REQUIREMENT 1 – Copy the entire judgment excerpt on SIAC's jurisdiction word for word.

SOURCE EXCERPT –
-------------------------

Even if I am wrong in that analysis and the “appeal” which Beatson LJ had in mind
that SIAC would allow was the deprivation appeal itself, I consider SIAC was correct
to conclude that this part of the judgment was
obiter.
The Court of Appeal was not
purporting to determine that SIAC would have to take a particular course, as in allow
the appeal, but whether it had jurisdiction to do so. As SIAC points out at [189 (iii)]
of its judgment, in the last two sentences of [88] of his judgment, Beatson LJ said:
“She [Ms Giovannetti QC counsel for the Secretary of State] argued that, by contrast,
there is no statutory presumption that out of country appellants should be permitted to
travel to the United Kingdom to conduct their appeals here and that article 8 does not
create such a presumption. I express no views on these matters because, in this appeal,
the role of this court is to consider whether SIAC is able to decide these matters and
give a practical and effective remedy in respect of them.” This seems to
me a further
indication that the Court of Appeal was only deciding issues of jurisdiction, not
substantive issues.

-------------------------

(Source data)
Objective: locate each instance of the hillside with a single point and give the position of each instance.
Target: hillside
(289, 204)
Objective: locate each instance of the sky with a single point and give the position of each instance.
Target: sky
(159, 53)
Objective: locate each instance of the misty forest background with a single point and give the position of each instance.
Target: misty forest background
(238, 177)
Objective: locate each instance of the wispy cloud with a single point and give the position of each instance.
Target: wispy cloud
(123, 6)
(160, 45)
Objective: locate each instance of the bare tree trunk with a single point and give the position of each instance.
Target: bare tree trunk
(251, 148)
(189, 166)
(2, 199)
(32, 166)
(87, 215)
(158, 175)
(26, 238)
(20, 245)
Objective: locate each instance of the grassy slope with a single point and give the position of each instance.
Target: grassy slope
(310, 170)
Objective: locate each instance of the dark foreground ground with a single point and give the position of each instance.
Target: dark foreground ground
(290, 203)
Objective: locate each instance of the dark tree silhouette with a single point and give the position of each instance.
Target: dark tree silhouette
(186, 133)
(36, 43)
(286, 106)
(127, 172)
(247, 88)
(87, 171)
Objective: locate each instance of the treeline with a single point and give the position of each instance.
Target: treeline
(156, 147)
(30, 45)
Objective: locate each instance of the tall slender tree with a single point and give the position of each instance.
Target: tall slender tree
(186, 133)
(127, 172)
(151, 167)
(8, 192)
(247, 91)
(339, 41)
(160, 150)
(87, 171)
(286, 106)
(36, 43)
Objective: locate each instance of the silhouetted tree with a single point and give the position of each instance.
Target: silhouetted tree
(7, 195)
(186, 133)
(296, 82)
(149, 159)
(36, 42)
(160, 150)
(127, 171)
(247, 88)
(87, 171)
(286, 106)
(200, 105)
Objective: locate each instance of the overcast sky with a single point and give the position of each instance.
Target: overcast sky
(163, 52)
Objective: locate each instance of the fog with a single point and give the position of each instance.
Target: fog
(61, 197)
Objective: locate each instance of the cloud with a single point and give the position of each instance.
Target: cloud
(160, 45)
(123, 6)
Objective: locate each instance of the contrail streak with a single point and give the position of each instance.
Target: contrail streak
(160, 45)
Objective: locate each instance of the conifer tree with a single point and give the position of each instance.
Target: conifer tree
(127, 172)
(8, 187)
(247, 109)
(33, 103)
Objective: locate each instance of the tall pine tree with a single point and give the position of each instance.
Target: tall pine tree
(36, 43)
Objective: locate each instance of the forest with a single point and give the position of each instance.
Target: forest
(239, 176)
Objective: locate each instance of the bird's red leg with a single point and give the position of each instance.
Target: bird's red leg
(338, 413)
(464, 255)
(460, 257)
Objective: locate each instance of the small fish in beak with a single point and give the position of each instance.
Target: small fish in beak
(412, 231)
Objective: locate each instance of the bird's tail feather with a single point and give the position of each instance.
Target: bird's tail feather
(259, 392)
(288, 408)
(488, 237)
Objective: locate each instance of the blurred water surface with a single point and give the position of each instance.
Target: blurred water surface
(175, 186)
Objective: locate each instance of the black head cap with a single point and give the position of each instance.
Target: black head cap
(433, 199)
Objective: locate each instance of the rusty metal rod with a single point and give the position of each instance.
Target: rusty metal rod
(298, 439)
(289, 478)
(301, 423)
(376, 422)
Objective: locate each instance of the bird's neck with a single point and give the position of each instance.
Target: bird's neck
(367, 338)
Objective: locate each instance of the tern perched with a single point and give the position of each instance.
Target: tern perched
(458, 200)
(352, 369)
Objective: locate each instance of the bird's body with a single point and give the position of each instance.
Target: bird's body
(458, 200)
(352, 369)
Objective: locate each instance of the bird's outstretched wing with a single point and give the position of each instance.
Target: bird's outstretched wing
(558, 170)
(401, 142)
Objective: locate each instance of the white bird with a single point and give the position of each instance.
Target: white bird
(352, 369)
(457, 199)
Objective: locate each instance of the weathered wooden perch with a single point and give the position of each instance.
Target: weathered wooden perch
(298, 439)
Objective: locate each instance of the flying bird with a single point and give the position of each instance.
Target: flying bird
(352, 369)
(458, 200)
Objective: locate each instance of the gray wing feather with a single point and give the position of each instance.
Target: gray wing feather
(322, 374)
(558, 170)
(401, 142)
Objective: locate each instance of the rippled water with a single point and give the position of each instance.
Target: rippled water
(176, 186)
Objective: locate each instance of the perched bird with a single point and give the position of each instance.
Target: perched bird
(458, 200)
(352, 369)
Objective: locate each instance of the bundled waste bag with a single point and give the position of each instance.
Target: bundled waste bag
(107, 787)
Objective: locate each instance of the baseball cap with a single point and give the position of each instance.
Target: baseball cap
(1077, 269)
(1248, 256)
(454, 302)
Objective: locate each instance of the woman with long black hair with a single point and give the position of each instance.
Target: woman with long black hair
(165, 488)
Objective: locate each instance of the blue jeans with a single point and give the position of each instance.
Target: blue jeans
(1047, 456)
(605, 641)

-------------------------

REQUIREMENT 2 – In the entries, repeat verbatim the lines starting at the one containing "Objective: locate each instance of the woman" and ending at the final line of the entries.

CORRECT RESPONSE 1 –
Even if I am wrong in that analysis and the “appeal” which Beatson LJ had in mind
that SIAC would allow was the deprivation appeal itself, I consider SIAC was correct
to conclude that this part of the judgment was
obiter.
The Court of Appeal was not
purporting to determine that SIAC would have to take a particular course, as in allow
the appeal, but whether it had jurisdiction to do so. As SIAC points out at [189 (iii)]
of its judgment, in the last two sentences of [88] of his judgment, Beatson LJ said:
“She [Ms Giovannetti QC counsel for the Secretary of State] argued that, by contrast,
there is no statutory presumption that out of country appellants should be permitted to
travel to the United Kingdom to conduct their appeals here and that article 8 does not
create such a presumption. I express no views on these matters because, in this appeal,
the role of this court is to consider whether SIAC is able to decide these matters and
give a practical and effective remedy in respect of them.” This seems to
me a further
indication that the Court of Appeal was only deciding issues of jurisdiction, not
substantive issues.

CORRECT RESPONSE 2 –
Objective: locate each instance of the woman with long black hair with a single point and give the position of each instance.
Target: woman with long black hair
(165, 488)
Objective: locate each instance of the blue jeans with a single point and give the position of each instance.
Target: blue jeans
(1047, 456)
(605, 641)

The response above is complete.